**WHAT TO PRODUCE**
Return every line of the following data verbatim, keeping each character and the original line order unchanged.

• • • •

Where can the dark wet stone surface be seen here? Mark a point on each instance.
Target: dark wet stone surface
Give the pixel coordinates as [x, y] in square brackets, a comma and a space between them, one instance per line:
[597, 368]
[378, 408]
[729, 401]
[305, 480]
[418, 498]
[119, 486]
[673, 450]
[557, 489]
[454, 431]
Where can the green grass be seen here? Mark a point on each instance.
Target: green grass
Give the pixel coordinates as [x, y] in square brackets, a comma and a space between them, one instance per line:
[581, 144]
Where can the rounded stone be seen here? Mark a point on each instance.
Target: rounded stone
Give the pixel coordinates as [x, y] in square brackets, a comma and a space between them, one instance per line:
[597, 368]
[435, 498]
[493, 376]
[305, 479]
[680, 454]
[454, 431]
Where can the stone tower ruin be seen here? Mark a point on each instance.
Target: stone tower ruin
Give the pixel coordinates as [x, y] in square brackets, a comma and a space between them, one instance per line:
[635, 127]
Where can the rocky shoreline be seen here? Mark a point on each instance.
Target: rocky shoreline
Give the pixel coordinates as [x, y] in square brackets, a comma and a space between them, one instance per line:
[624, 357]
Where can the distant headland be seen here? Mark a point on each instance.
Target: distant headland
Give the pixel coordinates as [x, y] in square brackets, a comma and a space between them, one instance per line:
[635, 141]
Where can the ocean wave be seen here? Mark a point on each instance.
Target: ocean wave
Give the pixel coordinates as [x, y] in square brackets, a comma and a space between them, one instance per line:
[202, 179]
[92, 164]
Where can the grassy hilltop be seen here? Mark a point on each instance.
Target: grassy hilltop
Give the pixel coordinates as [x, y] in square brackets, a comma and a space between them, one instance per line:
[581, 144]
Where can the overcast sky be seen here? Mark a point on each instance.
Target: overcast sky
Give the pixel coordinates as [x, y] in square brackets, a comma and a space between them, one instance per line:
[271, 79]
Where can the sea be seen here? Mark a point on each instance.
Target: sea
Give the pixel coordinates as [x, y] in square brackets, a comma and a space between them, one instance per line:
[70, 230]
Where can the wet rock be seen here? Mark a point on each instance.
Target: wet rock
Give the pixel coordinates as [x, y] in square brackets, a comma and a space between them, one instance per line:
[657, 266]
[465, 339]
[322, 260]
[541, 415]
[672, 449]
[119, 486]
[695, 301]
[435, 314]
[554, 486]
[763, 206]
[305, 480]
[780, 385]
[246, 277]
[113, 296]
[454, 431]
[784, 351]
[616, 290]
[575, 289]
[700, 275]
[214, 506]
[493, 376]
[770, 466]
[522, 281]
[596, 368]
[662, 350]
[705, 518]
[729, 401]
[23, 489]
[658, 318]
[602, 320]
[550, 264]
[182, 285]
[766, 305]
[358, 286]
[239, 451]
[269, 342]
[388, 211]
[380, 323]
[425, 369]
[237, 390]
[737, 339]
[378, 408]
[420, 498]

• • • •

**THE RESULT**
Where can the dark wet stone surface be seen here? Mark a point on each instance.
Target: dark wet stone surface
Give the pixel coordinates as [x, y] in square brackets, a comma and a space between them, one instance per line:
[597, 368]
[378, 408]
[729, 401]
[305, 480]
[418, 498]
[119, 486]
[673, 450]
[557, 489]
[454, 431]
Where can the green grass be seen here? Mark a point on each instance.
Target: green grass
Give the pixel coordinates as [x, y] in square brackets, a comma and a space between them, one instance per line:
[581, 144]
Where can the rounded stone be seen here? Mark a point on each instance.
Target: rounded stone
Give the pixel coordinates as [x, y] in square brackets, a comma and a space between them, one instance per line:
[597, 368]
[435, 498]
[493, 376]
[305, 479]
[680, 454]
[454, 431]
Where can the stone tower ruin be seen here? Mark a point on each instance.
Target: stone tower ruin
Give the pixel coordinates as [x, y] in square brackets, a comma and a space between them, one instance per line:
[635, 127]
Where can the rocky shoreline be seen here? Mark a point on each instance.
Target: rocky shoreline
Give the pixel coordinates as [x, y] in square brackets, a comma and a space between them, one instance per line:
[624, 357]
Where can the distant headland be seen here? Mark a point on each instance.
Target: distant headland
Give the pixel coordinates as [x, y] in square brackets, a comma and a space between them, one instance per line:
[635, 141]
Where can the ocean wave be seen here? Mark a point on each instance.
Target: ocean wave
Give the pixel coordinates as [x, y] in square brackets, a comma and a space between them, one instance per line:
[202, 179]
[92, 164]
Where can the grassy hilltop be seen here? Mark a point on each instance.
Target: grassy hilltop
Give the pixel coordinates as [x, y] in square brackets, a comma and a space between them, one instance per line:
[581, 144]
Where can the overcast sky be seen here? Mark a point on each instance.
Target: overcast sky
Give the pixel coordinates as [x, y] in square brackets, a comma and a space between them, one instance per line:
[271, 79]
Where can the sea be seen here? Mark a point on each instance.
Target: sea
Give the pixel coordinates as [x, y] in square brackets, a comma and a space between them, one instance per line:
[70, 230]
Where can the wet rock be seen here? Mark a point on each instance.
Target: wet rock
Give the pixel coordinates as [x, y] in square brackets, a comma and a space between them, one instance per line:
[657, 266]
[465, 339]
[322, 260]
[541, 415]
[672, 449]
[119, 486]
[695, 301]
[435, 314]
[554, 486]
[763, 206]
[305, 480]
[780, 385]
[246, 277]
[113, 296]
[454, 431]
[784, 351]
[616, 290]
[575, 289]
[700, 275]
[214, 506]
[493, 376]
[770, 466]
[522, 281]
[596, 368]
[662, 350]
[705, 518]
[729, 401]
[23, 489]
[658, 318]
[602, 320]
[550, 264]
[182, 285]
[766, 305]
[358, 286]
[239, 451]
[269, 342]
[388, 211]
[380, 323]
[425, 369]
[237, 390]
[737, 339]
[378, 408]
[420, 498]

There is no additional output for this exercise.